----- PASSAGE SHOWN -----
This book is the first one of this series I laid my hands on. To be honest, I had some second thoughts when I first saw it. The book size is rather small, the cover is far from original, the paper is cheap, the font is mediocre, the margins small so the pages look cramped with ink and the photos are nice but nothing special. So why are these books so popular, apart from the very friendly price? You'll find the answer at the end.
It is not easy to write about music. Describing sounds in words has some serious limitations for the simple reason that what you can hear can't be expressed well in language. That means that dealing with 16 studio albums comprising more than 200 original songs demands a lot of creative writing. Of course, no one will read these kind of books from beginning to the end but the reader has to be seduced to take the book up again and again to relate to the songs described. The reader has to read about the lyrics, the music and the context it was all produced so that he will listen again to what was thought to be familiar tunes. And that is exactly what this nice book brought about with me.
I first came across the Moodies by means of their 1974 This Is The Moody Blues compilation. Of course I had heard Nights In White Satin before but it left me rather cold. That compilation changed all that for I was stunned by the rich variation in moods, instrumentation, new sounds and musical forms. From that moment on I began to listen to their albums and became a fan until the nineties. Their music didn't become much better ever since. So what would the author have made of that?
Geoff Feakes is clear about being a big fan of the band, at least since they shed off their blues origin back in the sixties. That is fine as he writes with warmth and affection about the classic seven albums, ranging from the majestic Days Of Future Past to Seventh Sojourn. He is openly enthusiastic at times, yet he is also critical on certain songs as being too simple, too cheesy or too mellow. He can't hide his enthusiasm for his favourite album Every Good Boy Deserves Favour and is remarkably harsh on Seventh Sojourn (my personal favourite) but he succeeds very well in describing these albums in a rich and very readable writing style.
He also knows well what he writes about; a lot of nice-to-know details can be found, of which the mellotron connection between keyboardist Mike Pinder with The Beatles during their recording of Strawberry Fields Forever is the most remarkable. More details can be found on the instruments used, the inclusion of album songs in historic setlists and the relationship between the members of the band. He doesn't use many words on the untimely departure of Mike Pinder and only briefly describes the far from peaceful departure of Patrick Moraz in 1991. That makes this book a genuine and serious source of information; it's history, folks, not gossip.
More assets can be mentioned. From Octave onwards the Moodies output slowly lost their creativity and artistry, as the band evolved from an innovative amalgamation of creative musical minds into a pop group with some prog credentials. They succeeded well in making rather good albums like The Present and now and then they recorded really great songs, like the highly acclaimed The Voice or I Know You're Out There Somewhere, both far from favourites of the author. But the downfall in their musical quality after the nineties is all too obvious with lacklustre albums like Strange Times and Keys Of The Kingdom. Feakes is far more critical on these recent albums although he tries to find sparks of the great music they once made, in individual songs or, if necessary, in parts of songs. It is apparent that it took him quite an effort to keep writing about their nineties and later output in a positive way but he does it well, which makes it all very credible.
Another nice feature is the short but punctual description of all live albums, the plethora of compilation albums and all solo albums as well as collaborations on albums by other artists. The book is also very up-to-date with the inclusion of the most recent solo album by John Lodge as well as mentioning the recent sad passing of flautist Ray Thomas.
----- DATA EXTRACT -----
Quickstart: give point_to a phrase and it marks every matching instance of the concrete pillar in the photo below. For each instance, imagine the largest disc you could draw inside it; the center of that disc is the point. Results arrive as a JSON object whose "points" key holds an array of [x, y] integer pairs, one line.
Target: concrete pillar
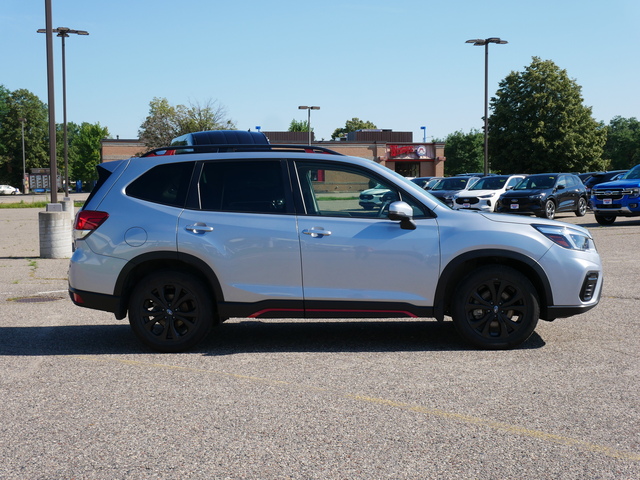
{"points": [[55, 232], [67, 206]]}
-----
----- DATA EXTRACT -----
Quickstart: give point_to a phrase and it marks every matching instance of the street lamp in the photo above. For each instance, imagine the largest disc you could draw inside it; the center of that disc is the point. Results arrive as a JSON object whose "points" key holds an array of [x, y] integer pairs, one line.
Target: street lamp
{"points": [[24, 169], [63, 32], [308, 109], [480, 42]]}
-----
__SET EXERCISE__. From the Moody Blues book review, quote the part that opens with the words "It is not easy" and closes with "about with me.".

__SOLUTION__.
It is not easy to write about music. Describing sounds in words has some serious limitations for the simple reason that what you can hear can't be expressed well in language. That means that dealing with 16 studio albums comprising more than 200 original songs demands a lot of creative writing. Of course, no one will read these kind of books from beginning to the end but the reader has to be seduced to take the book up again and again to relate to the songs described. The reader has to read about the lyrics, the music and the context it was all produced so that he will listen again to what was thought to be familiar tunes. And that is exactly what this nice book brought about with me.